▶ _Source data_:

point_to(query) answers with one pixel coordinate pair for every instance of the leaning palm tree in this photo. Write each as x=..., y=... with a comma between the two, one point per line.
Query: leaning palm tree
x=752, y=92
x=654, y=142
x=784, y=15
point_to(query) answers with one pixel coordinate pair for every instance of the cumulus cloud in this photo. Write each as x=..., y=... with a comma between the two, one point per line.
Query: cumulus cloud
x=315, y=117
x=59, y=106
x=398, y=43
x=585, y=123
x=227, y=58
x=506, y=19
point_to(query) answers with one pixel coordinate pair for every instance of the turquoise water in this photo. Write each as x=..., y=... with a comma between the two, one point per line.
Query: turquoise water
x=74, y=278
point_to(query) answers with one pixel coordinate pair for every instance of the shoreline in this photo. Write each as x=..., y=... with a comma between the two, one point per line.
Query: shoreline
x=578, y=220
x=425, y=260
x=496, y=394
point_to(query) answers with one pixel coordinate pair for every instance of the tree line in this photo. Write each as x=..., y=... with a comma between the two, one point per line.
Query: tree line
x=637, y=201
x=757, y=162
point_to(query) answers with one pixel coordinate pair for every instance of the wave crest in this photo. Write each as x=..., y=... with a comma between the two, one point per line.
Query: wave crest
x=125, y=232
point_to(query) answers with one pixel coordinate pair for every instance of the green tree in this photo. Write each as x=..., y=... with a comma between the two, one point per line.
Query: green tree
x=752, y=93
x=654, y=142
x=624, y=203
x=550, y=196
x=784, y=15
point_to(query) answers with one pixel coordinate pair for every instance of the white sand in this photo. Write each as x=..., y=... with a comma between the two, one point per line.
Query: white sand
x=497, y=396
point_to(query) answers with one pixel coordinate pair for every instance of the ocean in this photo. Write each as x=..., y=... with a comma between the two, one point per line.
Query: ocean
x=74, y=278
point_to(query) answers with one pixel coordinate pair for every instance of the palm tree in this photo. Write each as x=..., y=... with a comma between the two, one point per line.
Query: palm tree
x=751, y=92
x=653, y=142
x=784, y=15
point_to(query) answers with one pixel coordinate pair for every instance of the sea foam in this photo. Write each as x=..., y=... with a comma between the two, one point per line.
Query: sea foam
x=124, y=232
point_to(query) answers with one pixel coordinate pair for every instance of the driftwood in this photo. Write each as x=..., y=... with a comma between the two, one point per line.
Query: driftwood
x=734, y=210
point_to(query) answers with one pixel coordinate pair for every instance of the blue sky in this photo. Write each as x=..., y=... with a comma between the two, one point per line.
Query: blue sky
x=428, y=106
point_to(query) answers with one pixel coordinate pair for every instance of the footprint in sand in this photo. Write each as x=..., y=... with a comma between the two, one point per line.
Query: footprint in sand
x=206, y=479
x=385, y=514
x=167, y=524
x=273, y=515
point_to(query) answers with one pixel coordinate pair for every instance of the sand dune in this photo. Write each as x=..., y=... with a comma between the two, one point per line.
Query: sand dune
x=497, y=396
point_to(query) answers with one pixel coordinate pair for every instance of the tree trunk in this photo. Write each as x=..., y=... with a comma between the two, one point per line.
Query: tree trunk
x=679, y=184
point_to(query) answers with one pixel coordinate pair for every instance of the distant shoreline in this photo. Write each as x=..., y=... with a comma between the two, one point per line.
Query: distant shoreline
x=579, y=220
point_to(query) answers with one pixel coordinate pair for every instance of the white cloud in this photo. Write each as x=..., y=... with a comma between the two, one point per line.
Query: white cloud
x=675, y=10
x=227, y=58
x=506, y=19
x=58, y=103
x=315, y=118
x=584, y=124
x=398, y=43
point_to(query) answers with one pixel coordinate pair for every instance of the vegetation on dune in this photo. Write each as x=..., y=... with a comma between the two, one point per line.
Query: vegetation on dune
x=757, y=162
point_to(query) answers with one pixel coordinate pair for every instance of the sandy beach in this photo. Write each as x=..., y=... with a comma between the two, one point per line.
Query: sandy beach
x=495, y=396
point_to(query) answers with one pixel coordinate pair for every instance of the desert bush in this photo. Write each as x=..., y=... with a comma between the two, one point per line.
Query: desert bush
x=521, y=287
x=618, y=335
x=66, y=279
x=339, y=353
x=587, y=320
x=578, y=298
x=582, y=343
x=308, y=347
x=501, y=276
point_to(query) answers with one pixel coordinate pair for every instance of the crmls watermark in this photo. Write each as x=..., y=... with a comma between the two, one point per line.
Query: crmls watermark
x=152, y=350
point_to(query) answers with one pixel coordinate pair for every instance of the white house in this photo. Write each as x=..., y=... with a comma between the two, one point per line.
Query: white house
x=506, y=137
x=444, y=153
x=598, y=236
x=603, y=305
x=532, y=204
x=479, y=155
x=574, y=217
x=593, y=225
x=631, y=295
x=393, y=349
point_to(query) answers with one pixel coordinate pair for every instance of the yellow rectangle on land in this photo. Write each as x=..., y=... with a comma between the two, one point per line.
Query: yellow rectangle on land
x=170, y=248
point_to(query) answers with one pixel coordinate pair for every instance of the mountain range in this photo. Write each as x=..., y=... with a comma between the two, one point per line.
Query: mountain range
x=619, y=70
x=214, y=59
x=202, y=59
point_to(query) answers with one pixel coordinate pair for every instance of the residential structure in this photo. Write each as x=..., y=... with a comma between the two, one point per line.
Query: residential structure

▶ _EXERCISE REQUIREMENTS_: Rescale the rows between the line holding "the sea foam" and the line holding "x=679, y=184", inclusive. Rewrite each line, requests included, multiplying every x and y coordinate value in the answers by 0.6 and rounding to the nearest whole number, with halves rounded up.

▶ _EXERCISE OUTPUT_:
point_to(query) answers with one pixel coordinate pair for every instance of the sea foam in this photo. Write each as x=..., y=... with a comma between the two, one point per line.
Query: sea foam
x=74, y=139
point_to(query) answers with one pixel coordinate pair for every instance of the driftwood in this photo. Write each as x=..., y=... with a comma between the two, one point per line.
Query: driftwood
x=440, y=126
point_to(query) answers with one pixel coordinate pair for every instance of the blue sky in this photo. Write each as x=..., y=... with a comma between the two, one point per line.
Query: blue sky
x=257, y=64
point_to(query) answers with one pixel coordinate pair for every instance of the footprint in sand in this photo. Write each as x=..., y=... with a comma between the two, one point per line.
Query: footprint in sand
x=124, y=287
x=231, y=308
x=100, y=314
x=164, y=309
point_to(query) answers with one pixel coordinate pair for every instance of the sand dune in this photo. Write each as x=..., y=... with a comma between the two, one point per line.
Query: sand dune
x=298, y=238
point_to(query) answers with one pixel coordinate pair for every instance of the tree trunk in this photo. Write each as x=..., y=... with a comma between the two, one point per line.
Query: tree trunk
x=407, y=110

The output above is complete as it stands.